--- START ---
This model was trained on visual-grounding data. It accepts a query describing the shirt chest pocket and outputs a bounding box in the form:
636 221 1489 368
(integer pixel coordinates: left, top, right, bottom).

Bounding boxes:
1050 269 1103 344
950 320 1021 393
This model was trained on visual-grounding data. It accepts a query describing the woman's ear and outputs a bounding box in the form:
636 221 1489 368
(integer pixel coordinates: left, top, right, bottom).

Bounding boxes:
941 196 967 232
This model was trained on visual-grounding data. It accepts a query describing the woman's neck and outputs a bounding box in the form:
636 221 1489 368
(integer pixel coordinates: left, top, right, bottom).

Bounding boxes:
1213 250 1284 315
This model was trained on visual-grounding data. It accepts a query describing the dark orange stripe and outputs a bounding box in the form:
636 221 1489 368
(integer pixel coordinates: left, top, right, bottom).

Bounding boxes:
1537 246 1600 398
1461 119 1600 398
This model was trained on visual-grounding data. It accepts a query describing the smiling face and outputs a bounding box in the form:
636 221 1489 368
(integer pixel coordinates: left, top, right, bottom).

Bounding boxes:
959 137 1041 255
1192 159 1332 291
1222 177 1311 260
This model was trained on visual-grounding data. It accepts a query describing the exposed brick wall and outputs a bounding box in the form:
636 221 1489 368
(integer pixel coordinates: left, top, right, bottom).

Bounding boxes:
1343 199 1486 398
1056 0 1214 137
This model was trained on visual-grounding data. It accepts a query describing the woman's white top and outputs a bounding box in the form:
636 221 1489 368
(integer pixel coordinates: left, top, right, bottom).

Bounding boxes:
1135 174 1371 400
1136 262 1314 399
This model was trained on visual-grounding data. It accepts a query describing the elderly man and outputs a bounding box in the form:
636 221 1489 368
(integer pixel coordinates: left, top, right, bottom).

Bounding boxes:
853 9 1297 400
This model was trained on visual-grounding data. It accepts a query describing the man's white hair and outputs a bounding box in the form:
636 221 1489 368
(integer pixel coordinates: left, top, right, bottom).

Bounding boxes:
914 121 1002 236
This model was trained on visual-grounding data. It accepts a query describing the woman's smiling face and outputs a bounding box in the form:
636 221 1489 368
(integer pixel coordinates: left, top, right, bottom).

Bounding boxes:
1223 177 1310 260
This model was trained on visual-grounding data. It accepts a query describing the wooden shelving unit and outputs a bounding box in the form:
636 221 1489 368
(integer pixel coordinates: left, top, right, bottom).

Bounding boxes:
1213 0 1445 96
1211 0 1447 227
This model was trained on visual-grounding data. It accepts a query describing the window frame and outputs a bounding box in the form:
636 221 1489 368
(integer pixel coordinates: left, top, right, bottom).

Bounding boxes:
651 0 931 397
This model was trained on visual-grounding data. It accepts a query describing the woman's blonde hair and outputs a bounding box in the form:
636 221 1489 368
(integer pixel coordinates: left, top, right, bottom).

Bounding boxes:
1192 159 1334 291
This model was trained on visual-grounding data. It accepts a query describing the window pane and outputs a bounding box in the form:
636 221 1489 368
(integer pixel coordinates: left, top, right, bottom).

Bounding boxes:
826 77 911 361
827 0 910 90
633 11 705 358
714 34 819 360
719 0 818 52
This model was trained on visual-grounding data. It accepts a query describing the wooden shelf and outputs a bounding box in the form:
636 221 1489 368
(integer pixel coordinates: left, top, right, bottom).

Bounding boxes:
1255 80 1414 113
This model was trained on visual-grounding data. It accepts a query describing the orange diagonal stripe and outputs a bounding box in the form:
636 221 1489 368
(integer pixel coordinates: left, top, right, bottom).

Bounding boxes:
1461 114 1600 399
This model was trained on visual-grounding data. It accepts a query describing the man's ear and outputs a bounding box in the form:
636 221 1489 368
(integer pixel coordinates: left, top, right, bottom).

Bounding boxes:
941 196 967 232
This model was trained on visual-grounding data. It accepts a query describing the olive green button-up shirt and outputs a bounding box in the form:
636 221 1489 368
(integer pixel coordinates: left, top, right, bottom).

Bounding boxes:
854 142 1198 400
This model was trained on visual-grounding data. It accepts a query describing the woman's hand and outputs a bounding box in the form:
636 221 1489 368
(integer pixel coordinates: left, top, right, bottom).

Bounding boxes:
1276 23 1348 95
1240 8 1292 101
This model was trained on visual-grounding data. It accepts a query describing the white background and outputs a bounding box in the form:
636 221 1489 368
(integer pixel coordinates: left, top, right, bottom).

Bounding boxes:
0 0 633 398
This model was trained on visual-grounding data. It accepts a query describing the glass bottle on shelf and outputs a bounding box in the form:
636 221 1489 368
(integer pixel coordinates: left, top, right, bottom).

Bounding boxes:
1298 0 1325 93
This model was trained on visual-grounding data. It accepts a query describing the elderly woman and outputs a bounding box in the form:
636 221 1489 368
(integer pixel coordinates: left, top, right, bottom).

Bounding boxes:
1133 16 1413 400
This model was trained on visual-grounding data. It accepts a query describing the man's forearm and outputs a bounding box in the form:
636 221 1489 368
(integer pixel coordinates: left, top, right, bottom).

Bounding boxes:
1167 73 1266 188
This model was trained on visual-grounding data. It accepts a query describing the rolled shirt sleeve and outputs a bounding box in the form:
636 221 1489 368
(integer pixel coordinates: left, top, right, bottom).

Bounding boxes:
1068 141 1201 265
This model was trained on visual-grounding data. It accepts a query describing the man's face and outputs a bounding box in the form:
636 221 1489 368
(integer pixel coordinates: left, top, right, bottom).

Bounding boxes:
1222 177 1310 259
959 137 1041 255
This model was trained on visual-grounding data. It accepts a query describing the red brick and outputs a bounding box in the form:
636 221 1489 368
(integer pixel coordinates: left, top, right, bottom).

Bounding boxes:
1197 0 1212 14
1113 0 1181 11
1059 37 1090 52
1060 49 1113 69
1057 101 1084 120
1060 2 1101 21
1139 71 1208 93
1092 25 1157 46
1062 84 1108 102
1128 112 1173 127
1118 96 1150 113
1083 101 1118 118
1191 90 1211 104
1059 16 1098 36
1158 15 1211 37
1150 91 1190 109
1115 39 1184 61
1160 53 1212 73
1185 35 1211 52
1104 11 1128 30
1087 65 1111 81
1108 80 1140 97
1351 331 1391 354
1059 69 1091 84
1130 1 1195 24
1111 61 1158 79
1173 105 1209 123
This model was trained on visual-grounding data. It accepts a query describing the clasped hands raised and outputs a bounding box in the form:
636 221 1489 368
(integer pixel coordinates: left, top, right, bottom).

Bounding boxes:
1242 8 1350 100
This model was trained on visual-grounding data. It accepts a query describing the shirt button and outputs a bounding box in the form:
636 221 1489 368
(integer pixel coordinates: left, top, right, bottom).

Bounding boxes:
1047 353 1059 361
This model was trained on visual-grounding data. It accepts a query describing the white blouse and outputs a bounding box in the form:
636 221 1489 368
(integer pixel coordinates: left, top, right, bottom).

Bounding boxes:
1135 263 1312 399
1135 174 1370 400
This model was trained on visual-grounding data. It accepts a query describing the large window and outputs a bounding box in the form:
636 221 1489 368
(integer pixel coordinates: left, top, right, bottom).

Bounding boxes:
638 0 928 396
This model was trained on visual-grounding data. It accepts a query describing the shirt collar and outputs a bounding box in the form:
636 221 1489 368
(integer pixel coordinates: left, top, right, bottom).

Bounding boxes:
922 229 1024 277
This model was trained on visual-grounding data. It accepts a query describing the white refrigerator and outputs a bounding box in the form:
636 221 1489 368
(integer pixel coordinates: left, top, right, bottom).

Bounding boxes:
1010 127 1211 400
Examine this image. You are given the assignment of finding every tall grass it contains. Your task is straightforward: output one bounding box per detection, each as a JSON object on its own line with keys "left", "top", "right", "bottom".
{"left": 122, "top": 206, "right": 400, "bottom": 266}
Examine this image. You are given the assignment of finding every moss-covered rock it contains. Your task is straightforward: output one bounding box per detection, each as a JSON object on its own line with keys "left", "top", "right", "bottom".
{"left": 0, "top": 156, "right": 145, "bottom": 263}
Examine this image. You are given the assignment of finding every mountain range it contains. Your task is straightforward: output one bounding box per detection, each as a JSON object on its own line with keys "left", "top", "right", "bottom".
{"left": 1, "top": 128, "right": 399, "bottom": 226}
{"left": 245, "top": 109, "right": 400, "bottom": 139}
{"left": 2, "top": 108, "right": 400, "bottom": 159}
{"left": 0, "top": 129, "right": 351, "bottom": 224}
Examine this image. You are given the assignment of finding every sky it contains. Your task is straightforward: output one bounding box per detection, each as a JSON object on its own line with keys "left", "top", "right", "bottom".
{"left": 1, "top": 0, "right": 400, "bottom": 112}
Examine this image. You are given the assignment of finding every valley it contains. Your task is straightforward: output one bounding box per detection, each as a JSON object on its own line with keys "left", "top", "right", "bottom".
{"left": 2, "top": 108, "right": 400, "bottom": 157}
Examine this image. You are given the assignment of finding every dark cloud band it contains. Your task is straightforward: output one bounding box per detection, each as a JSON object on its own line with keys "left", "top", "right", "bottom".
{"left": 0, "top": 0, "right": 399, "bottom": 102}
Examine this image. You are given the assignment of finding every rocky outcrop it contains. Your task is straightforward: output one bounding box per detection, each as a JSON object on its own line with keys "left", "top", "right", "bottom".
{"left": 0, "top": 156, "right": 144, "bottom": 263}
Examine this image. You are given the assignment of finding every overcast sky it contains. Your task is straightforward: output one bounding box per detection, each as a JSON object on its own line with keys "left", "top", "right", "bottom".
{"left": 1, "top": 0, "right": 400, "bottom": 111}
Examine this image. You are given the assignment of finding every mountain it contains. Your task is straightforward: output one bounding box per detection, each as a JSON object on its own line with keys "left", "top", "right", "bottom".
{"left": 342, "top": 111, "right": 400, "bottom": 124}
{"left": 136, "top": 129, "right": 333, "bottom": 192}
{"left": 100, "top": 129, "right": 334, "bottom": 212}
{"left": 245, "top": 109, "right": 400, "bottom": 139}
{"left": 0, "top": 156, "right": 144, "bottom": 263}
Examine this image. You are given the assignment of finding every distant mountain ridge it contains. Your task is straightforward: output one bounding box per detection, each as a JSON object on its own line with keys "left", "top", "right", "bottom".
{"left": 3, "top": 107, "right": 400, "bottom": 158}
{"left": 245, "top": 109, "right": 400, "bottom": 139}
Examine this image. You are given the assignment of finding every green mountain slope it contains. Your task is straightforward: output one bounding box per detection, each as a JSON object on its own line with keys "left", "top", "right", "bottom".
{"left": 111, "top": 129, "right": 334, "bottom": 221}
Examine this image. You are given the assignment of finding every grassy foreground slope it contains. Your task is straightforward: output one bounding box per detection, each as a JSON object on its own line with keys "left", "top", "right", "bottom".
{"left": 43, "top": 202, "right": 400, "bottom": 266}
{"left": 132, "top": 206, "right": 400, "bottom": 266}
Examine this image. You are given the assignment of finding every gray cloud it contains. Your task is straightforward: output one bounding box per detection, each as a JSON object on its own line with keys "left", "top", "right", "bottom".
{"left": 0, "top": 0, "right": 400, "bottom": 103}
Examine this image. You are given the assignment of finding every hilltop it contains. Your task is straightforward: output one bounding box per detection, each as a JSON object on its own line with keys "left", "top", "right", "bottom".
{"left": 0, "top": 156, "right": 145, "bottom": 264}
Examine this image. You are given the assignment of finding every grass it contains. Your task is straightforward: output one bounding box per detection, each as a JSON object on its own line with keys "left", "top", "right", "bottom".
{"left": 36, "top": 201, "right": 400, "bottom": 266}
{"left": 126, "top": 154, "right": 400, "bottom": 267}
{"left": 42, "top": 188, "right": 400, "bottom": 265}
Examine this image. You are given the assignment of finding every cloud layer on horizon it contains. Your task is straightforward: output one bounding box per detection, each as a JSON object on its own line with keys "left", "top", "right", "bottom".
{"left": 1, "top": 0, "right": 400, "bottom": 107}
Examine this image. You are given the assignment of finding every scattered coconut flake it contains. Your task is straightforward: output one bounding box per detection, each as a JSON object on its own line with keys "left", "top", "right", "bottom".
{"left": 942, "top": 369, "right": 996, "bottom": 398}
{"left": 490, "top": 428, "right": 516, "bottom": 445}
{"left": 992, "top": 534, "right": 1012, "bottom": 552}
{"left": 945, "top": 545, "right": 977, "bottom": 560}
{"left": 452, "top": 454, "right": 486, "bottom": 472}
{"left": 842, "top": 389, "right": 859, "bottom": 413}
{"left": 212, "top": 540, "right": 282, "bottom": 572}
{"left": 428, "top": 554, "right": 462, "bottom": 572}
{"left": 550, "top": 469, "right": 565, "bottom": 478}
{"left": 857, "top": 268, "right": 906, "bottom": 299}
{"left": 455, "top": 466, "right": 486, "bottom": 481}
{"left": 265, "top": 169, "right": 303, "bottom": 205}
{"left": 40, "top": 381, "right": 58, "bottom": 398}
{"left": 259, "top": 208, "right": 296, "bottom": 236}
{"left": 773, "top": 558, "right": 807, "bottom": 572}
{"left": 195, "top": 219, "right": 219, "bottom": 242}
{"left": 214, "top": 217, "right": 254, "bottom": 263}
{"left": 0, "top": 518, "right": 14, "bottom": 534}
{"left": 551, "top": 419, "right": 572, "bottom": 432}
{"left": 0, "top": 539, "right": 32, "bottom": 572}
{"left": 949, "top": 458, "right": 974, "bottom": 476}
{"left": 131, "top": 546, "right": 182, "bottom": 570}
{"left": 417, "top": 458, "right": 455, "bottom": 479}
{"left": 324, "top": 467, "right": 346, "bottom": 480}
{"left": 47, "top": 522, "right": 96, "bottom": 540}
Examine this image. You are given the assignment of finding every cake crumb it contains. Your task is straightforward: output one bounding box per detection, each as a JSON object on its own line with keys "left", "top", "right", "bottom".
--- END ---
## Exercise objective
List every line in the records above that contains the word "face".

## Written reply
This model was trained on visual-grounding data. It accepts a query describing the smiling face and outputs a bounding box in the form:
This model was trained on visual-grounding data. It accepts a query describing the woman's smiling face and outputs a bounding box in the form:
This model was trained on visual-grounding data. It accepts a query describing the man's face and outputs a bounding box in the form:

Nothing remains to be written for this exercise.